Stephanie Parson received Hypnosis treatment to cure her (Andrew Cawley / DC Thomson)
Stephanie Parson received Hypnosis treatment to cure her (Andrew Cawley / DC Thomson)

THEY’RE the harmless inflatable staple of every party.

But a fear of balloons – or globophobia – nearly ruined Stephanie Parsons’ life.

Simply spotting one was enough to paralyse Stephanie, 33, with terror, sending her spiralling into a heart-racing panic attack.

The word globophobia originates from the Greek word globo meaning “spherical” and phobos which means “deep dread or fear”.

Sufferers – who include US chat show host Oprah Winfrey, 63 – feel morbid fear at the thought, sight, touch or even smell of balloons.

For Stephanie, her phobia was so bad she couldn’t even talk about them, let alone actually hold one or blow one up.

Stephanie, of Glenrothes, Fife, said: “They made my skin crawl. It made me feel physically sick. I felt like I would cry.

“I knew it was ridiculous but it didn’t stop it from happening. There was nothing I could do.”

Stephanie has been cured (Andrew Cawley / DC Thomson)
Stephanie has been cured (Andrew Cawley / DC Thomson)

▶ _MATERIAL SHOWN_

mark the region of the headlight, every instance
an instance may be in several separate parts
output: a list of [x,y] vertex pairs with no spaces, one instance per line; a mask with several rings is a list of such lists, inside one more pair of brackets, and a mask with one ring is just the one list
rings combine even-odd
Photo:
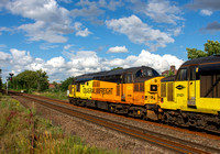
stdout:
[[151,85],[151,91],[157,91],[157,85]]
--
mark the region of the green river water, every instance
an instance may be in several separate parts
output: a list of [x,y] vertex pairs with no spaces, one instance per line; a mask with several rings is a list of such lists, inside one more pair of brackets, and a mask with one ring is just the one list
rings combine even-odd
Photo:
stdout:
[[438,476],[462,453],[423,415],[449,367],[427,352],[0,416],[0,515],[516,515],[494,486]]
==
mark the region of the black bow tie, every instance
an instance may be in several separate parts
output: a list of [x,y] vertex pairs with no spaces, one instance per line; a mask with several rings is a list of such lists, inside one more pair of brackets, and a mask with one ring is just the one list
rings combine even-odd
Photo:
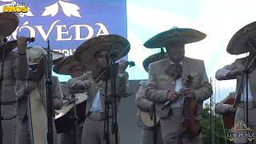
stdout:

▶ _TASK SET_
a – Retype the stretch of the balloon-phobia article from "THEY’RE the harmless" through "heart-racing panic attack.".
b – Extend the article about Stephanie's fear of balloons, continuing from where it stops.

▶ _ANSWER LIST_
a –
THEY’RE the harmless inflatable staple of every party.

But a fear of balloons – or globophobia – nearly ruined Stephanie Parsons’ life.

Simply spotting one was enough to paralyse Stephanie, 33, with terror, sending her spiralling into a heart-racing panic attack.

b –
Garden centre worker Stephanie first became traumatised by popping balloons at pals’ parties as a youngster – but her problem became more serious as she grew older, developing into a full-blown phobia.

“I didn’t like people jumping on them,” she added. “I could hold one back then but the older I got, the worse my phobia became.

“I didn’t like the unpredictability of them. That made me nervous.

“The sound of them squeaking made my skin crawl.”

As she grew older they even affected her work.

One job in a hotel was particularly terrifying – as birthday functions, Christmas and Hogmanay were always festooned with her spherical nightmare.

“I couldn’t go out and collect glasses because the balloons were there,” she recalls. “I’d get goosebumps.”

However, when people used to find out about her phobia, many laughed. Indeed, it became a running joke among family and friends.

“When I was expecting my daughter a friend burst a balloon as I was going into a room and I got such a fright I wet myself,” she said.

Stephanie realised just how much her fear had taken over her life when she became a mum following the birth of daughter Leah, now nine years old.

And, to top matters off – her dad even took up balloon modelling as a HOBBY so he could perform at Leah’s third birthday party dressed as a clown.

“He didn’t do it to upset me,” she said. “He knew Leah would love it.”

(Andrew Cawley / DC Thomson)
(Andrew Cawley / DC Thomson)

If Leah wanted to bring a balloon home from a friend’s party Stephanie would insist she hide it in the car boot so it wasn’t near her.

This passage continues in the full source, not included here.